Aim of the exercise:
Print all the records below, word for word and in full.

Referring expression pointing data:
● ● ●
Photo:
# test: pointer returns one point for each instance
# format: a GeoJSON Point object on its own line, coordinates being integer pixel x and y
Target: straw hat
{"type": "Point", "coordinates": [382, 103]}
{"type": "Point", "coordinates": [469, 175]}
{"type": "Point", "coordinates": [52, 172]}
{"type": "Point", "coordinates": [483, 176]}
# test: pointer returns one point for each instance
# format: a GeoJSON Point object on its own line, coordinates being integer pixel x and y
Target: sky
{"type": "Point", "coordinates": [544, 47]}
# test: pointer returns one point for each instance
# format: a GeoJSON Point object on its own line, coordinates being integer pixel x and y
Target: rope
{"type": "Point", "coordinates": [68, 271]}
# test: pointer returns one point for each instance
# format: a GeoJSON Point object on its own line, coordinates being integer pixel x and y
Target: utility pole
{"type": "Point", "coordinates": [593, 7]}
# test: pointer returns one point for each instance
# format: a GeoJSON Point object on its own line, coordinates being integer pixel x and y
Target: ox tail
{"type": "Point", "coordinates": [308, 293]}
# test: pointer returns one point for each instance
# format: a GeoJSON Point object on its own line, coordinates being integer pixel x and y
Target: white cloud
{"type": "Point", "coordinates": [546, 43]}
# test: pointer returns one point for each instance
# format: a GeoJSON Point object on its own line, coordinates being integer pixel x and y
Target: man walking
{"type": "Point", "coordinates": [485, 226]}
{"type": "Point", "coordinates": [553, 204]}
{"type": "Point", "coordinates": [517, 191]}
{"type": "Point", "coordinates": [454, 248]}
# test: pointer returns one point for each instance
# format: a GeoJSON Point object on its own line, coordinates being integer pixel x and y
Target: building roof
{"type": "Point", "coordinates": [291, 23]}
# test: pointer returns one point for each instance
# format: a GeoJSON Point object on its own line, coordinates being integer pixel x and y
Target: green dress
● ● ●
Task response:
Photo:
# test: pointer returns one point for each instance
# format: a GeoJSON Point object on its own line, coordinates being integer pixel x and y
Target: straw hat
{"type": "Point", "coordinates": [382, 103]}
{"type": "Point", "coordinates": [469, 175]}
{"type": "Point", "coordinates": [52, 172]}
{"type": "Point", "coordinates": [483, 176]}
# test: pointer returns one point for each instance
# format: a GeoJSON Point object on its own line, coordinates being integer pixel x and y
Target: sky
{"type": "Point", "coordinates": [544, 47]}
# test: pointer returns one point for each instance
# format: a GeoJSON Point object on its own line, coordinates being integer pixel x and y
Target: rope
{"type": "Point", "coordinates": [68, 271]}
# test: pointer returns one point for each instance
# format: a GeoJSON Point object on its own line, coordinates being integer pixel x and y
Target: utility pole
{"type": "Point", "coordinates": [593, 7]}
# test: pointer returns one point for each instance
# format: a GeoJSON Point object on its own line, coordinates being integer pixel x and y
Target: ox tail
{"type": "Point", "coordinates": [308, 293]}
# test: pointer returns one point for each instance
# format: a GeoJSON Point object on its own line, coordinates being integer pixel x and y
Target: white cloud
{"type": "Point", "coordinates": [546, 43]}
# test: pointer returns one point for each instance
# format: a GeoJSON Point object on its own line, coordinates being integer pixel x and y
Target: man walking
{"type": "Point", "coordinates": [485, 226]}
{"type": "Point", "coordinates": [553, 204]}
{"type": "Point", "coordinates": [517, 191]}
{"type": "Point", "coordinates": [454, 248]}
# test: pointer returns one point for each instance
# format: a GeoJSON Point object on its own line, coordinates being integer pixel x and y
Target: building roof
{"type": "Point", "coordinates": [291, 23]}
# test: pointer returns one point for each instance
# format: a GeoJSON Point object on its own line, coordinates being integer pixel x and y
Target: green dress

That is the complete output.